What the task requires — From the data below, set down exactly the lines between the one holding "Format — one point per instance, like (455,584)" and the one holding "Task — for every instance of the dark jeans, mark", inclusive, and no others.

Records supplied —
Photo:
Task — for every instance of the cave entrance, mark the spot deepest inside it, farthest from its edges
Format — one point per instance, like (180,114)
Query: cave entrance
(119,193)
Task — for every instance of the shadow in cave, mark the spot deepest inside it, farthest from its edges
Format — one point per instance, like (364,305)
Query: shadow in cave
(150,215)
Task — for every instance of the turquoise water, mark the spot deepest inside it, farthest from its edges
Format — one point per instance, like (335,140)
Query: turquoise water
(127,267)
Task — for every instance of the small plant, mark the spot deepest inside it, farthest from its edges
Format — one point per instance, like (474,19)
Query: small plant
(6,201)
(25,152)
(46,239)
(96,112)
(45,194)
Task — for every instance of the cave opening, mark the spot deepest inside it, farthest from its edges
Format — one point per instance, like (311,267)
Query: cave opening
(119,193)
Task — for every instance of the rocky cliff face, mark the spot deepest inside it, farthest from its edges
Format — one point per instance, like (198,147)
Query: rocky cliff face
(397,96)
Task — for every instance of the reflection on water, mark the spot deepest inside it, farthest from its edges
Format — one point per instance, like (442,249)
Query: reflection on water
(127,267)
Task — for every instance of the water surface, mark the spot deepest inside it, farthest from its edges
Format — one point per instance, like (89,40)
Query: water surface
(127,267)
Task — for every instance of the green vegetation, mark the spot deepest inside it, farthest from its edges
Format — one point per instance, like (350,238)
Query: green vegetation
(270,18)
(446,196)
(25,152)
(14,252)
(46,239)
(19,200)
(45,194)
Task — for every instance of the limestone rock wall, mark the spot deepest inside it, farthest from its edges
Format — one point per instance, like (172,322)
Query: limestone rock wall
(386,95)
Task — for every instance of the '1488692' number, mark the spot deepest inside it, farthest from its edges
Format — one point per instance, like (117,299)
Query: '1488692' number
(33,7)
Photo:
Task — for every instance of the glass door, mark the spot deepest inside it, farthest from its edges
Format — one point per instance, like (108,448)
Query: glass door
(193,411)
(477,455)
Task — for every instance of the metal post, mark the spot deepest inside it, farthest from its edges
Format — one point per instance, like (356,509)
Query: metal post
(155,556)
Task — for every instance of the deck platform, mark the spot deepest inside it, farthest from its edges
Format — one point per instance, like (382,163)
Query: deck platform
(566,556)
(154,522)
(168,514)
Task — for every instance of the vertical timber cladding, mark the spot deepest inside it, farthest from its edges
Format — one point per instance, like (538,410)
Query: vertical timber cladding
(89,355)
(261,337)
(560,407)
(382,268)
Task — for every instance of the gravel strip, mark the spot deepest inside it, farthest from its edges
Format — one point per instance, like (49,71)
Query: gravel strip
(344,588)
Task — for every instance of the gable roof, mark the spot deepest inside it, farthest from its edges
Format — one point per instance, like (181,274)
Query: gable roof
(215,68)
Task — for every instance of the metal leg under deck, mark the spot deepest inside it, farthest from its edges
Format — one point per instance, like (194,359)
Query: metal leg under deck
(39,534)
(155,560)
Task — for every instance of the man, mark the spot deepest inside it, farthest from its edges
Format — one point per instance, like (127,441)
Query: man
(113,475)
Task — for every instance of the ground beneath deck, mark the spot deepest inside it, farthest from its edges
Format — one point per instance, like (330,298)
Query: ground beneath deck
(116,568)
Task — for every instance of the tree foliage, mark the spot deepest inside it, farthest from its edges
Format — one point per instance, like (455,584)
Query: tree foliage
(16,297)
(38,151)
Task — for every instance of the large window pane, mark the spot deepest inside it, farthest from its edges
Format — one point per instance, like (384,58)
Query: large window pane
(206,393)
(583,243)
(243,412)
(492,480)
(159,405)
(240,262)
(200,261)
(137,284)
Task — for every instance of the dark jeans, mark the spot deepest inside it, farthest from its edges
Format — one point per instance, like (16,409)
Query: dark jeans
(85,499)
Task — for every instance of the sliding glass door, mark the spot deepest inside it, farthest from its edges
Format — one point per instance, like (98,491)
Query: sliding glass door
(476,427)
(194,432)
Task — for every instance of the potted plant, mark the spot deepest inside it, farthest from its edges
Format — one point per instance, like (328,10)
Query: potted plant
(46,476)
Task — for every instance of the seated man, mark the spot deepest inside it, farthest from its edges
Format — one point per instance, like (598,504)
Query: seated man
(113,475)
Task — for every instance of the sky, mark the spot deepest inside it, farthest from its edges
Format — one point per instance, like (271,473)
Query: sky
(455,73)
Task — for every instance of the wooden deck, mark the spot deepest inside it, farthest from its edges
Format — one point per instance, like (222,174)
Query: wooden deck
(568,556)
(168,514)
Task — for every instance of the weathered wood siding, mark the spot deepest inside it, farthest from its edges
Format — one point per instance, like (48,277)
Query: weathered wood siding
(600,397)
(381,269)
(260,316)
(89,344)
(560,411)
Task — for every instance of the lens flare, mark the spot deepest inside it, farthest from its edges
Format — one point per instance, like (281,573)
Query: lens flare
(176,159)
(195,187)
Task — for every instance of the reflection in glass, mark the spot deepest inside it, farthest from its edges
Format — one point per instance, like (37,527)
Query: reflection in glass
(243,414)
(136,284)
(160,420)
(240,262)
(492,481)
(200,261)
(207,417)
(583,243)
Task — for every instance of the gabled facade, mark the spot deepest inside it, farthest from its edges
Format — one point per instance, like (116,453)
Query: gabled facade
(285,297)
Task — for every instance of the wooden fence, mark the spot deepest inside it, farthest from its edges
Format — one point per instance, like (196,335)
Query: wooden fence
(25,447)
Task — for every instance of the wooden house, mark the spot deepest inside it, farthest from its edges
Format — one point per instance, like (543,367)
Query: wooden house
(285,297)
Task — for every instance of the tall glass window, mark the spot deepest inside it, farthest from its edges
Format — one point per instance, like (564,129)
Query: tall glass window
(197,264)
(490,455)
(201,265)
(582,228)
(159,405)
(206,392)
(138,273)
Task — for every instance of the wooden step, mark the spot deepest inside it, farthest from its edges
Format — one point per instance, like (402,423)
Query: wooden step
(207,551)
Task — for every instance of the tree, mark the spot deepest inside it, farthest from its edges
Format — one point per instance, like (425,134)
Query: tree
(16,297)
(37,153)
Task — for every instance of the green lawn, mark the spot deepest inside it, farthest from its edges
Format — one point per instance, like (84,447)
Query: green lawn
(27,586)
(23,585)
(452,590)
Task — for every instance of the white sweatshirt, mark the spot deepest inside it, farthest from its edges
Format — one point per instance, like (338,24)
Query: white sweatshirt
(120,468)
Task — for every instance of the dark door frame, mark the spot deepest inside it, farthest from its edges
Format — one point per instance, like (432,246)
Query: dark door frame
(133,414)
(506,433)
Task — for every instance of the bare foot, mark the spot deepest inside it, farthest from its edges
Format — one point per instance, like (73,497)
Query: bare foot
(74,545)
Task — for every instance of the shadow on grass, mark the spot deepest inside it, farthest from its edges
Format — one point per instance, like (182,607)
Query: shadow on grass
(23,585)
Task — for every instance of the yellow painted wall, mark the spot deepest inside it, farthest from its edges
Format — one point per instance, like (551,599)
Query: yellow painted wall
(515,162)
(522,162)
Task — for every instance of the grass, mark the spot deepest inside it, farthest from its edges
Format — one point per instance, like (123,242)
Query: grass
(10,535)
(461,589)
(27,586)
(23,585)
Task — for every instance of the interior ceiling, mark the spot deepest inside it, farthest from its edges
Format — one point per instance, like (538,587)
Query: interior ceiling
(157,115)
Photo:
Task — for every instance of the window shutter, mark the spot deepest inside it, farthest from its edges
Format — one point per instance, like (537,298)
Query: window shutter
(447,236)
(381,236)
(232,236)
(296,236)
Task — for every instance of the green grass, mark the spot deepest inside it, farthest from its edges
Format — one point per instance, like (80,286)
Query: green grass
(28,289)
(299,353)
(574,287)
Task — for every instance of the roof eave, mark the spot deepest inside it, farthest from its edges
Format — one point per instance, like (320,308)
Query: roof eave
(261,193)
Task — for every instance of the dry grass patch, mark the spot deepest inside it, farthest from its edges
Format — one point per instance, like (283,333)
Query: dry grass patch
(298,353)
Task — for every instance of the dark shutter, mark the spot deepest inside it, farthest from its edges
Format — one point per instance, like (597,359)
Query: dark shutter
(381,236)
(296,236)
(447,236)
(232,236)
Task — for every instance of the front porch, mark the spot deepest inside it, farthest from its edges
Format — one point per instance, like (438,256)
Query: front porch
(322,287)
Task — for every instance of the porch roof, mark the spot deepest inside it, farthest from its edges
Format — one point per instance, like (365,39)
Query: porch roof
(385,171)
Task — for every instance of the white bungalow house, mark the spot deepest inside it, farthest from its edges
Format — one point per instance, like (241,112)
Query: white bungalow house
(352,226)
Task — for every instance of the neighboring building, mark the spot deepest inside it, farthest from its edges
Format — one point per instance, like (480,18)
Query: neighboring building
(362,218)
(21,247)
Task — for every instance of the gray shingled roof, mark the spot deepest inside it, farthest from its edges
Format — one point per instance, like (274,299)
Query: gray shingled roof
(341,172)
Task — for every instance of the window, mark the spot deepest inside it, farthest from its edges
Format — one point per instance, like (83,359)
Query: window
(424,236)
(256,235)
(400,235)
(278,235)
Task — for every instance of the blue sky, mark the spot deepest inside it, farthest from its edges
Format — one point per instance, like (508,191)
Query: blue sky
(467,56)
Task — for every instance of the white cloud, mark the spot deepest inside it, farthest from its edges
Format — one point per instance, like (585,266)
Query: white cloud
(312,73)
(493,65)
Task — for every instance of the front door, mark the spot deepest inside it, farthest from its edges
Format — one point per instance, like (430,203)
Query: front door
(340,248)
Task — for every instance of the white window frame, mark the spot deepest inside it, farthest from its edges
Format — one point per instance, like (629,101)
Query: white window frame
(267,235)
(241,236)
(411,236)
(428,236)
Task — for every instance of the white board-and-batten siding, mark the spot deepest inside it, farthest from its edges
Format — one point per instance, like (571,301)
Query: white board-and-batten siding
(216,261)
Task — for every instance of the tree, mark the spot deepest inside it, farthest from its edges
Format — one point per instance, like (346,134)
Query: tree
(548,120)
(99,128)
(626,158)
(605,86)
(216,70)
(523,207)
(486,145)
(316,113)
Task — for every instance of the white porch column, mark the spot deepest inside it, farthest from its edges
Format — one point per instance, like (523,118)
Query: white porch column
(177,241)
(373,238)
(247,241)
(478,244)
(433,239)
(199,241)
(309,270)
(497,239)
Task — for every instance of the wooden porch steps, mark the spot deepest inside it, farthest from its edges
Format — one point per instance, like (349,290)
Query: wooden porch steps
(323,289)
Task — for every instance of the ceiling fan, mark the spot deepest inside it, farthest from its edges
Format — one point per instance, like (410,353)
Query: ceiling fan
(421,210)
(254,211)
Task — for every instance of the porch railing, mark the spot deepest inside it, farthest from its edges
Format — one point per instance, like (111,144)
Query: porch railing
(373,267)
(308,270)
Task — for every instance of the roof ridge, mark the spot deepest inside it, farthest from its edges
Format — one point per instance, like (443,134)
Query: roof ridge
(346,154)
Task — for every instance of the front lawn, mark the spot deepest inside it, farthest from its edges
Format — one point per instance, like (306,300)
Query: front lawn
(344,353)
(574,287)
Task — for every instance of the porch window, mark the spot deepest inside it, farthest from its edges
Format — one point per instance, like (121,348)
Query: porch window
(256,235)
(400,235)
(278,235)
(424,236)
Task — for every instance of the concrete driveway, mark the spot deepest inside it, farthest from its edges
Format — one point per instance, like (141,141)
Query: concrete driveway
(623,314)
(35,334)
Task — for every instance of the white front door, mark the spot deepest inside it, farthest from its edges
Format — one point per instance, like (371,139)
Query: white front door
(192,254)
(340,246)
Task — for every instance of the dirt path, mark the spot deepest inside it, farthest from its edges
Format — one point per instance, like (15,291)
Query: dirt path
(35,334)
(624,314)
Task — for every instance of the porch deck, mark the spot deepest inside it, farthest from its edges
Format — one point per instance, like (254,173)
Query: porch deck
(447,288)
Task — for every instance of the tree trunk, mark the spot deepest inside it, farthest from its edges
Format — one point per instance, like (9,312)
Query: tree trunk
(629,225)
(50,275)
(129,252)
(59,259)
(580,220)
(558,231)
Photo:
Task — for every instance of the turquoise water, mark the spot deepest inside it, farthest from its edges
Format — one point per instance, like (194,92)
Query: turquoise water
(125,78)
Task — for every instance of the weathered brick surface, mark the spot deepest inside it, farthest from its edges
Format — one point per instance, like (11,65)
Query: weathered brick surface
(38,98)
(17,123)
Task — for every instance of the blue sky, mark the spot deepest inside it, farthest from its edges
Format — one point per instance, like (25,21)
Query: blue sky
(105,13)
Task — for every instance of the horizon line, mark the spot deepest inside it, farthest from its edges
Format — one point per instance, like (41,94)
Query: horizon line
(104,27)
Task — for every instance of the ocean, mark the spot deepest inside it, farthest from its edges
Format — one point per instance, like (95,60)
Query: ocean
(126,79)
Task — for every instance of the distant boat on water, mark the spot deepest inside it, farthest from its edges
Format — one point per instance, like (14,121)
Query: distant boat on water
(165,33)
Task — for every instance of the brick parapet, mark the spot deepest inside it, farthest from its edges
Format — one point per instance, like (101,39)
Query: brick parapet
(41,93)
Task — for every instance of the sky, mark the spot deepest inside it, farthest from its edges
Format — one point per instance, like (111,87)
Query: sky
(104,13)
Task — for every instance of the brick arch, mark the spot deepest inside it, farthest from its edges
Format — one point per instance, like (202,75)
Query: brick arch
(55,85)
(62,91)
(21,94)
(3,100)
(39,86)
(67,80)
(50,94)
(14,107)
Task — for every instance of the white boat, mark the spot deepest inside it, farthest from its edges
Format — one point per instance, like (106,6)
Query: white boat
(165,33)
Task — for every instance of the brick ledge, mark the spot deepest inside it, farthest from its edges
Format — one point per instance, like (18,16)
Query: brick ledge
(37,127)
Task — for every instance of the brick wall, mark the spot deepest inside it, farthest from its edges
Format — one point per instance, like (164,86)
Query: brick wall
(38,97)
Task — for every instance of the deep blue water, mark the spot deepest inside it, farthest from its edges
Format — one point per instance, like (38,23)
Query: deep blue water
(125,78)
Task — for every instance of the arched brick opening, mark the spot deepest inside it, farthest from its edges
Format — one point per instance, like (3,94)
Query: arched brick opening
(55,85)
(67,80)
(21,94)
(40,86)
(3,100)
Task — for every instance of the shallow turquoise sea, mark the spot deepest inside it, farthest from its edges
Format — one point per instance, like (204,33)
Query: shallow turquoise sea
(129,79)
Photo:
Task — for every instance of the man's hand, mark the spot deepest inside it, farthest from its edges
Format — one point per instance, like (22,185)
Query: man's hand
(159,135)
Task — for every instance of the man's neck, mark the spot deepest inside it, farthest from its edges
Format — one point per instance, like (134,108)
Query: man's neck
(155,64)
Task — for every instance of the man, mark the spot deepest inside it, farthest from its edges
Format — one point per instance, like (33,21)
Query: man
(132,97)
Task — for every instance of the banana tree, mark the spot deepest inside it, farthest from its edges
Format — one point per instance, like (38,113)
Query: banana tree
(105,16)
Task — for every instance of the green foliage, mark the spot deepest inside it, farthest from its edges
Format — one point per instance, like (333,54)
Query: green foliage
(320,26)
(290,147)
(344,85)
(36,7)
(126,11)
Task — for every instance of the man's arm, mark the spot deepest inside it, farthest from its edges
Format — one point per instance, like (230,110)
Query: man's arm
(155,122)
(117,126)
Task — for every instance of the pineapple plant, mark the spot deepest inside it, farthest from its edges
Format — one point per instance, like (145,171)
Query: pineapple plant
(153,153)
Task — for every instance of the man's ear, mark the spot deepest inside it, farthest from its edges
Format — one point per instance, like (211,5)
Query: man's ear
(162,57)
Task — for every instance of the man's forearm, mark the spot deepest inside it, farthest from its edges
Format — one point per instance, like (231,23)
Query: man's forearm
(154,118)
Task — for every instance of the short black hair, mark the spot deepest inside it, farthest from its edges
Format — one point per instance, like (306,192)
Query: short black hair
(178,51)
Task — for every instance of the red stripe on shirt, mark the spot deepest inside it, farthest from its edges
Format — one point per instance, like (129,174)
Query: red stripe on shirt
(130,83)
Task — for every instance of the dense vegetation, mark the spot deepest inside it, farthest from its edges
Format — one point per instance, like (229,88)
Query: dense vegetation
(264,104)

Response to the exercise —
Format — one point per instance, like (455,584)
Query: tree foliage
(16,297)
(38,151)
Task — for every instance of the large window pane, mark the spot deepest inside it, farthest from its edges
Format — one point per instance, like (384,58)
Query: large window pane
(206,393)
(583,243)
(243,412)
(492,480)
(159,405)
(240,262)
(200,261)
(137,284)
Task — for every instance of the dark jeans, mark the spot deepest inside it, farthest from its edges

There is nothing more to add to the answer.